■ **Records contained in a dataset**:
--

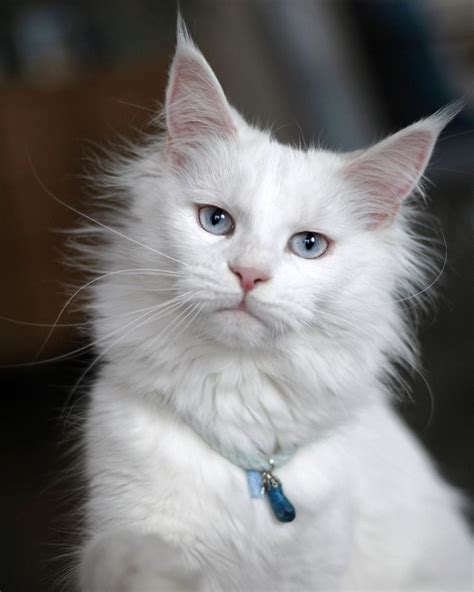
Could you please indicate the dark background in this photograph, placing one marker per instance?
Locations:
(77, 74)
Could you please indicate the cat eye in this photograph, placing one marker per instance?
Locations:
(309, 245)
(215, 220)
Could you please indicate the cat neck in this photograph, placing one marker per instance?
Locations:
(251, 406)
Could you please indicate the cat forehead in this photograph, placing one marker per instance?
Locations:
(263, 172)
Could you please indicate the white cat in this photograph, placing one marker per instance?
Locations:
(252, 308)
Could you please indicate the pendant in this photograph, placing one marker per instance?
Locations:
(265, 482)
(282, 507)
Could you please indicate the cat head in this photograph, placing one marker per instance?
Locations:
(262, 241)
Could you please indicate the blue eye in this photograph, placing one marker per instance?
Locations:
(215, 220)
(309, 245)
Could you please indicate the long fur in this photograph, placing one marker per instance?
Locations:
(189, 396)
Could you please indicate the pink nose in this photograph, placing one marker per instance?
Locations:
(249, 276)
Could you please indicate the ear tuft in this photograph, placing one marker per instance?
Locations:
(390, 171)
(183, 38)
(196, 107)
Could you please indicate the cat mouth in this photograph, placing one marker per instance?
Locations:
(240, 309)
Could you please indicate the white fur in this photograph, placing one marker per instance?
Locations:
(189, 396)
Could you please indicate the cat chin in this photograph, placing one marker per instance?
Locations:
(236, 328)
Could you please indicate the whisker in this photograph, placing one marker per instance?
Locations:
(97, 222)
(77, 292)
(82, 348)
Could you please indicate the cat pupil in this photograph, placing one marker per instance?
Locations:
(309, 241)
(217, 217)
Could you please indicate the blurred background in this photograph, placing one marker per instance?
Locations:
(77, 74)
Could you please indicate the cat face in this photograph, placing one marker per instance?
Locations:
(268, 240)
(267, 243)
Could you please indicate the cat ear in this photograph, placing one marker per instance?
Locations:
(196, 106)
(390, 171)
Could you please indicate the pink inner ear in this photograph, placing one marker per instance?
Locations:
(196, 104)
(388, 172)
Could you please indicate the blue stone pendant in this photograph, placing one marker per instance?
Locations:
(282, 507)
(265, 482)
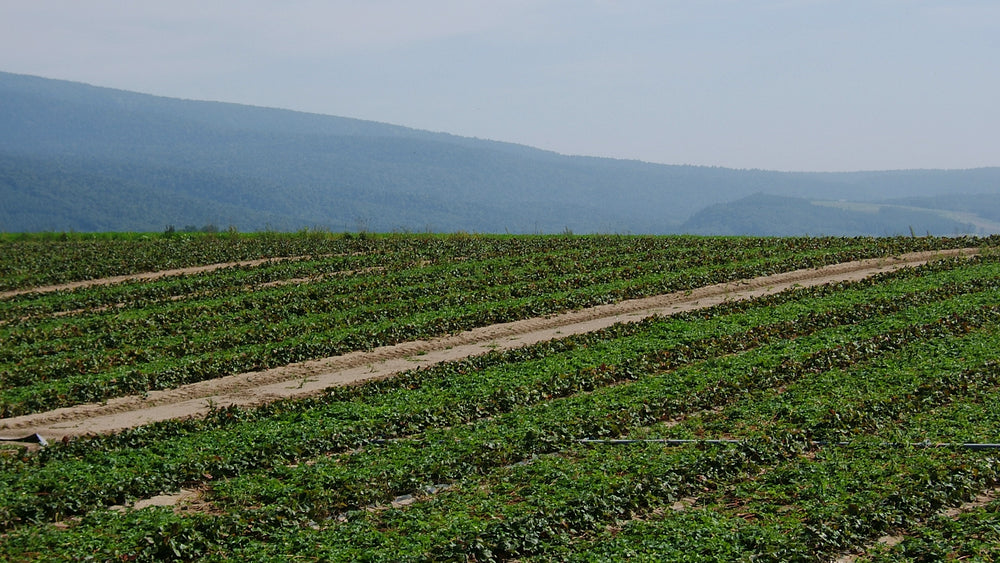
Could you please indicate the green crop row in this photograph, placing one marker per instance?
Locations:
(500, 431)
(165, 335)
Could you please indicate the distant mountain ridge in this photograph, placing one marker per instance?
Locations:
(85, 158)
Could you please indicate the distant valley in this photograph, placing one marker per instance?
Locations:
(75, 157)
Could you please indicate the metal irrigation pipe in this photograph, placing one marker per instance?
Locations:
(671, 442)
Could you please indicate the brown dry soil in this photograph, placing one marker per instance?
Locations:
(312, 377)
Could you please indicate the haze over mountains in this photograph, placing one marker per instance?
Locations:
(84, 158)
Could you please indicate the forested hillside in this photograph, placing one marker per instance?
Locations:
(78, 157)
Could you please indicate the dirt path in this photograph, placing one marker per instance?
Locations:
(312, 377)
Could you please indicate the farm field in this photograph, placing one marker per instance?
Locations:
(820, 422)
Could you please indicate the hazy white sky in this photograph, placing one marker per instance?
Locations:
(775, 84)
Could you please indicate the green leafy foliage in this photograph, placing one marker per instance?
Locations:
(829, 393)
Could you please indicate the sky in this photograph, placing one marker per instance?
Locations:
(808, 85)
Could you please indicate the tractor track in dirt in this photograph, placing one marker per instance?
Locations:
(312, 377)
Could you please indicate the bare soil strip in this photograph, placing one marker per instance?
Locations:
(312, 377)
(147, 276)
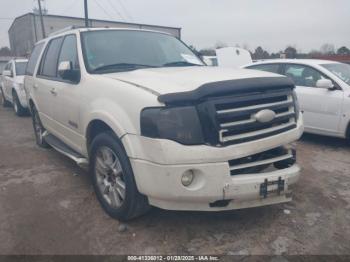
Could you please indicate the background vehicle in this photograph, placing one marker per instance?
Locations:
(12, 86)
(323, 89)
(158, 127)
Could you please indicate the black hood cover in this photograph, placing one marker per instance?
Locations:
(229, 87)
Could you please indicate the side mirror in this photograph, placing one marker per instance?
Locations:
(66, 71)
(325, 83)
(7, 73)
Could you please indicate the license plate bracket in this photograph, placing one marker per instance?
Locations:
(278, 187)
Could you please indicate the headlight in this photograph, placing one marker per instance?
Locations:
(180, 124)
(296, 104)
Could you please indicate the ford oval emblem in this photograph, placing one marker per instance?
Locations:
(265, 116)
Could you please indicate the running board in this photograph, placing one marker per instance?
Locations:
(61, 147)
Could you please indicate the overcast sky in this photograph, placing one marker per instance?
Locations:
(273, 24)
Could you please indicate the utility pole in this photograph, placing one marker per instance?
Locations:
(86, 14)
(41, 19)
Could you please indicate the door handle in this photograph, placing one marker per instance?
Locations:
(53, 91)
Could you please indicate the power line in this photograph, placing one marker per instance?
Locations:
(103, 9)
(70, 6)
(125, 10)
(116, 10)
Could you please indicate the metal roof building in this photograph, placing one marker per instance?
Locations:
(25, 30)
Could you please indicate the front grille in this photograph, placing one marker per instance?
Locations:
(236, 121)
(279, 158)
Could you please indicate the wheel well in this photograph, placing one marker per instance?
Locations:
(94, 128)
(31, 104)
(348, 131)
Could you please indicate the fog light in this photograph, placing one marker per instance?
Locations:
(187, 178)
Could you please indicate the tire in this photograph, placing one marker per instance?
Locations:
(17, 107)
(4, 102)
(113, 179)
(38, 129)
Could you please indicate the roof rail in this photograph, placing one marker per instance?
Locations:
(65, 29)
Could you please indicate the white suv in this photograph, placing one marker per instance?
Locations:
(157, 127)
(323, 89)
(12, 88)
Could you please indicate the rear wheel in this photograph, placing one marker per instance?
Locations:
(4, 102)
(39, 130)
(19, 109)
(113, 179)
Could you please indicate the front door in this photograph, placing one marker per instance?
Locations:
(66, 104)
(322, 108)
(45, 84)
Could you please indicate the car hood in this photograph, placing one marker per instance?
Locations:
(183, 79)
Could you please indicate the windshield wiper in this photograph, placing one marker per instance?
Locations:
(126, 66)
(180, 63)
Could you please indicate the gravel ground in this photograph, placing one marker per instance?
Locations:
(47, 206)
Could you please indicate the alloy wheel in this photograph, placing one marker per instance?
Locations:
(110, 177)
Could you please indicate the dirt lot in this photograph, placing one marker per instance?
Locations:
(47, 206)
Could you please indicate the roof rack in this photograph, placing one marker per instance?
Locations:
(66, 29)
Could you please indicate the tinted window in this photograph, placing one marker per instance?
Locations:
(303, 75)
(11, 69)
(69, 51)
(34, 59)
(273, 68)
(49, 64)
(340, 70)
(20, 68)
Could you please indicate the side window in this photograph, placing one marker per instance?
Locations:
(11, 69)
(48, 65)
(69, 52)
(34, 59)
(303, 75)
(273, 68)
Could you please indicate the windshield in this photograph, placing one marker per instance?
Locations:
(21, 68)
(108, 51)
(340, 70)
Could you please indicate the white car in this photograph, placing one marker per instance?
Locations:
(323, 89)
(158, 127)
(12, 86)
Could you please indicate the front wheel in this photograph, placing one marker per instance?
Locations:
(4, 102)
(113, 179)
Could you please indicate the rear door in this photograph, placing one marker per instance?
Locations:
(9, 81)
(45, 83)
(322, 108)
(4, 80)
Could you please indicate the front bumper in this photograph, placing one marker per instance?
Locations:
(212, 183)
(159, 165)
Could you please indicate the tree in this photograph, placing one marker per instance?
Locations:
(343, 51)
(207, 52)
(328, 49)
(290, 52)
(220, 44)
(194, 49)
(260, 53)
(5, 51)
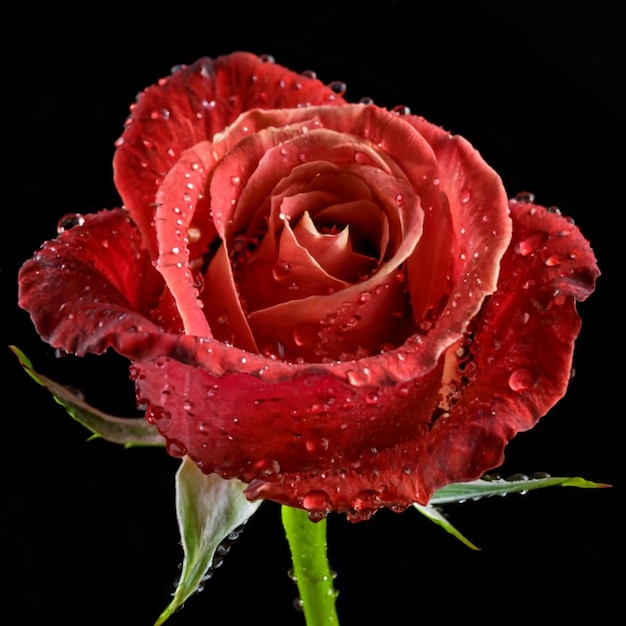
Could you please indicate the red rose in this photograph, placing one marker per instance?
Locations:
(333, 302)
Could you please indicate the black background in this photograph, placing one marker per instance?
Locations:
(88, 529)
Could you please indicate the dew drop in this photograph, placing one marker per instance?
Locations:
(281, 270)
(530, 244)
(69, 221)
(338, 87)
(401, 109)
(521, 379)
(525, 196)
(160, 114)
(316, 501)
(553, 260)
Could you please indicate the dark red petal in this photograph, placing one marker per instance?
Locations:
(240, 426)
(520, 363)
(92, 287)
(192, 105)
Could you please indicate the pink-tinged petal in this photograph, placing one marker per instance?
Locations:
(176, 200)
(519, 361)
(353, 322)
(93, 287)
(467, 228)
(192, 105)
(517, 369)
(222, 305)
(471, 211)
(360, 321)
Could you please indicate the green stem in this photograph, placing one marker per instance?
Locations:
(311, 572)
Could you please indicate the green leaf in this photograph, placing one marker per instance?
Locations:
(476, 489)
(483, 488)
(434, 515)
(209, 509)
(129, 431)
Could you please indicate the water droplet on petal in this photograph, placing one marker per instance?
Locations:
(525, 196)
(338, 87)
(69, 221)
(530, 244)
(401, 109)
(316, 501)
(281, 270)
(521, 379)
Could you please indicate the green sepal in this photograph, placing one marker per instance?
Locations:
(128, 431)
(434, 515)
(476, 489)
(209, 510)
(484, 488)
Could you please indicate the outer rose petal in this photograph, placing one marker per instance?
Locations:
(355, 435)
(192, 105)
(93, 287)
(519, 367)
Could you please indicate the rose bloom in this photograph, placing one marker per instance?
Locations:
(333, 302)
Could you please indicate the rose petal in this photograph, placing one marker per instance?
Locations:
(93, 287)
(192, 105)
(521, 356)
(176, 201)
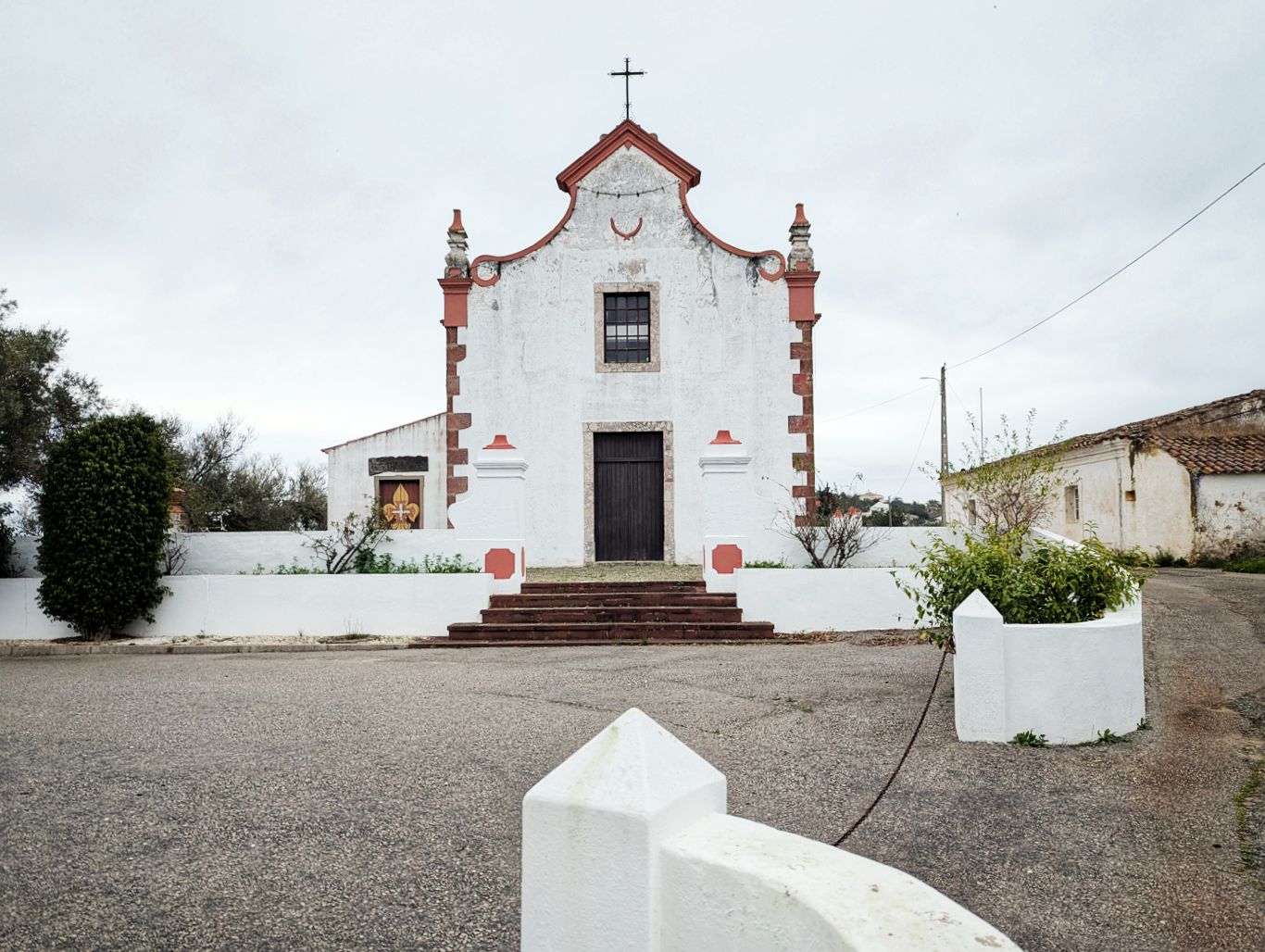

--

■ **Exercise prompt**: Within the records above, how many lines include the word "window"? State the number by itself.

■ **Answer area**: 2